**AUFGABEN**
**A.** In welchem Jahr formulierten die USA laut dem Text über den angeblichen Isolationismus der USA die Monroe-Doktrin?
**B.** Führen Sie den Text über den angeblichen Isolationismus der USA im Anschluss an seinen letzten Satz weiter.

**TEXTAUSZUG**
Der angebliche frühere Isolationismus der USA

Quelle: (Fortunanetz)

Die USA gelten als Macht des Friedens. So lehrt man es uns in der Schule. So lehrt man es uns in den Nachrichten. Die USA greifen nur ganz selten andere Länder an, tun dies aber auch nur dann, wenn sie als Ordnungsmacht auftreten um Schlimmeres zu verhindern. Und dass sie es jetzt verstärkt tun, liegt eben daran, dass derzeit sehr viel # Schlimmes geschieht.

Dies alles wird begründet mit der Hypothese, die USA hätten die längste Zeit ihrer Existenz eine isolationistische Politik betrieben. Diese haben sie erst aufgegeben, als sie die „bösen Krauts“ dazu gezwungen haben. Nähere Betrachtungen lassen aber ein anderes Bild erkennen!

Die USA waren ursprünglich britische Kolonien die sich gegen ihre Kolonialherren erhoben, weil Amerikaner nicht mehr eingesehen haben, weshalb sie nur ein Objekt der Ausbeutung sein sollten. Ihre Unabhängigkeit wurde ihnen nicht geschenkt, sondern sie haben sich diese in einem langen und blutigen Unabhängigkeitskrieg erkämpft.

Die von Großbritannien gewonnene Unabhängigkeit versetzte die junge USA in die Lage, auf dem Nordamerikanischen Kontinent eine eigene Politik zu verwirklichen, die die ersten 50 bis 60 Jahre darin bestand, neue Bundesstaaten in die Union aufzunehmen. Dies geschah abwechselnd, indem man z. B. den Franzosen das Mississippi-Gebiet abkaufte, oder Mexiko große Teile des Territoriums mit militärischen Mitteln weg nahm. Während dieser Zeit verdoppelte sich das US-amerikanische Staatsgebiet alle paar Jahre, bis der Staat ein Gebiet quer durch den ganzen nordamerikanischen Kontinent vom Atlantik bis zum Pazifik umfasste.

Darüber hinaus gab es in den jungen Jahren der USA einen missglückten Versuch, Kanada zu erobern, sowie vielfältige Pläne Mexiko zu erobern, die Karibik zu erobern oder in Lateinamerika zu intervenieren, alles Pläne die nicht ausgeführt wurden, weil ein derart schnelles Wachstum nicht praktikabel war.

Dessen ungeachtet formulierten die USA die sogenannte Monroe-Doktrin im Jahre 1823. Diese Doktrin besagte, dass sich die USA (damals noch ein relativ kleiner Staat) nicht in die europäischen (und damit damals internationalen) Angelegenheiten einmischen wollen und neutral blieben. Die Monroe-Doktrin sagt auch, dass die USA gegen eine erneute Kolonialisierung Mittel- und Südamerikas seien. Der Fall dass eine europäische Macht dies dennoch versuchen würde, hätte militärische Aktionen der USA zur Folge. Damit stellte sich die USA auf dem amerikanischen Kontinent an die Spitze einer anti-kolonialistischen Bewegung. Das war eine Haltung, die bei der Geschichte des Landes verständlich war. Zugleich versuchten sich die USA als Schutzmacht der anderen amerikanischen Staaten zu profilieren.

**DATENSATZ**
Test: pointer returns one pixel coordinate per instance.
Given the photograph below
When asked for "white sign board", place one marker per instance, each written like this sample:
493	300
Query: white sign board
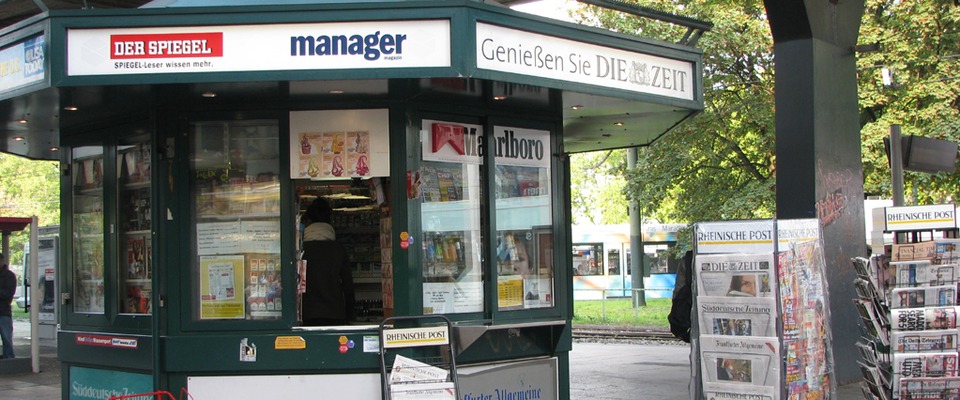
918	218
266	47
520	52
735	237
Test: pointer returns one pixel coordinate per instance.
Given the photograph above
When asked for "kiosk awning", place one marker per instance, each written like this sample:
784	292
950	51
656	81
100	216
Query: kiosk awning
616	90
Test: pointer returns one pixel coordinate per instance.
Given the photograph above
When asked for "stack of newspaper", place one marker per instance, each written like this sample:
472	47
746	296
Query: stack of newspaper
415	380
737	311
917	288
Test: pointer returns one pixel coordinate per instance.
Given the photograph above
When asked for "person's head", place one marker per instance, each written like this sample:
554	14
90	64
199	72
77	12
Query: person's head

**LÖSUNGEN**
**A.** Im Jahr 1823.

**B.**
Aber die Tatsache, dass sich die USA nicht in die europäischen Angelegenheiten einmischen wollten machte sie nun angeblich zu einer isolationistischen Macht.

Stellen sie sich vor, sie wohnen z. B. in Hintertupfingen. Dort gibt es keine Bahn und keinen Zug. Ein Auto haben sie auch nicht und auch kein Geld, eines zu kaufen. Nun stellen sie sich vor ihr Haus und verkünden: Hiermit gebe ich bekannt, dass ich mich nicht in die Belange der Stadt Shanghai einmischen werde, solange sich Shanghai nicht bei mir einmischt. Nun sind sie Isolationist geworden! Und genau so machten es die USA damals. Und das brachte ihnen das Prädikat ein, eine „Friedensmacht“ zu sein.

Ungeachtet der sogenannten isolationistischen Politik waren die USA aber in Nordamerika ihren Nachbarn gegenüber eher kriegerisch eingestellt. Doch immerhin reichte dieser Schachzug der USA, ihr ein positives Image als anti-kolonialistische und demokratische Macht zu verschaffen ohne dass es das Land irgend etwas gekostet hätte.

Mit dem friedlichen Kauf Alaskas vom Kaiserreich Russland im Jahr 1867 war nicht nur das Image einer isolationistischen Macht bestätigt, sondern auch das positive republikanische, fortschrittliche und freiheitliche Image des Landes.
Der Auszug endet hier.